What 'Your Chat Logs Are Encrypted in Transit' Actually Means: How TLS Wrapping, Session Keys, and Server-Side Decryption Work, and Why a Mid-Sentence Disconnection Still Leaves a Plaintext Fragment on the Relay Server
A plain-English walkthrough of the encryption pipeline your AI companion messages travel through and where the protection actually stops.
Updated

The 30-second answer
Encrypted in transit means your messages are wrapped in a TLS tunnel between your phone and the server, so nobody on the same Wi-Fi network or at your ISP can read them. But the server unwraps that tunnel before your companion's AI model sees the message, meaning the plaintext sits on the server's memory for the duration of the reply generation. If your connection drops mid-sentence, that plaintext fragment can remain on the relay server until the session times out or the garbage collector clears it.
The TLS handshake and the ephemeral session key
When you open your companion app and send a message, your device and the server perform a TLS handshake. This is the same encryption that protects your banking app and your email login. Your device and the server agree on a temporary session key, which is generated fresh for each session and discarded after the session ends. That key encrypts every packet between your device and the server.
Nobody on the public internet can read those packets. Your ISP sees encrypted blobs. A person on the same coffee shop Wi-Fi sees encrypted blobs. The session key lives only in the RAM of your device and the server's TLS termination point, typically a load balancer or a reverse proxy like Nginx or HAProxy.
This is the part that most privacy policies describe accurately. The tunnel is real. The key is ephemeral. The packets are unreadable in flight.

*Records to process:*
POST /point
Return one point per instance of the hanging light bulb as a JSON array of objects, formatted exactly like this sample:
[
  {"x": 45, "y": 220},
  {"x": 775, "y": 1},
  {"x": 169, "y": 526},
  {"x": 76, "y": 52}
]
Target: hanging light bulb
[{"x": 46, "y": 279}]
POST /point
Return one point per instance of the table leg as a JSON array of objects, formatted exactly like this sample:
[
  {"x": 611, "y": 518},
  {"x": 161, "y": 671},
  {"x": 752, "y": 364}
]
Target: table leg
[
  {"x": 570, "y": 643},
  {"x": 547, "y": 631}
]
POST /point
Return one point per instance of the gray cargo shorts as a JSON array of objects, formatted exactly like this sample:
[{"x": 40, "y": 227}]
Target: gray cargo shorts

*Exercises to complete:*
1. Copy the explainer on encryption in transit in full, with every line unchanged.
2. Rewrite all of the records in full, requests included, adding 150 to every x and y coordinate in the answers. Leave the coordinates in the requests and their sample formats as they are.

*Expected responses:*
1.
What 'Your Chat Logs Are Encrypted in Transit' Actually Means: How TLS Wrapping, Session Keys, and Server-Side Decryption Work, and Why a Mid-Sentence Disconnection Still Leaves a Plaintext Fragment on the Relay Server
A plain-English walkthrough of the encryption pipeline your AI companion messages travel through and where the protection actually stops.
Updated

The 30-second answer
Encrypted in transit means your messages are wrapped in a TLS tunnel between your phone and the server, so nobody on the same Wi-Fi network or at your ISP can read them. But the server unwraps that tunnel before your companion's AI model sees the message, meaning the plaintext sits on the server's memory for the duration of the reply generation. If your connection drops mid-sentence, that plaintext fragment can remain on the relay server until the session times out or the garbage collector clears it.
The TLS handshake and the ephemeral session key
When you open your companion app and send a message, your device and the server perform a TLS handshake. This is the same encryption that protects your banking app and your email login. Your device and the server agree on a temporary session key, which is generated fresh for each session and discarded after the session ends. That key encrypts every packet between your device and the server.
Nobody on the public internet can read those packets. Your ISP sees encrypted blobs. A person on the same coffee shop Wi-Fi sees encrypted blobs. The session key lives only in the RAM of your device and the server's TLS termination point, typically a load balancer or a reverse proxy like Nginx or HAProxy.
This is the part that most privacy policies describe accurately. The tunnel is real. The key is ephemeral. The packets are unreadable in flight.

2.
POST /point
Return one point per instance of the hanging light bulb as a JSON array of objects, formatted exactly like this sample:
[
  {"x": 45, "y": 220},
  {"x": 775, "y": 1},
  {"x": 169, "y": 526},
  {"x": 76, "y": 52}
]
Target: hanging light bulb
[{"x": 196, "y": 429}]
POST /point
Return one point per instance of the table leg as a JSON array of objects, formatted exactly like this sample:
[
  {"x": 611, "y": 518},
  {"x": 161, "y": 671},
  {"x": 752, "y": 364}
]
Target: table leg
[
  {"x": 720, "y": 793},
  {"x": 697, "y": 781}
]
POST /point
Return one point per instance of the gray cargo shorts as a JSON array of objects, formatted exactly like this sample:
[{"x": 40, "y": 227}]
Target: gray cargo shorts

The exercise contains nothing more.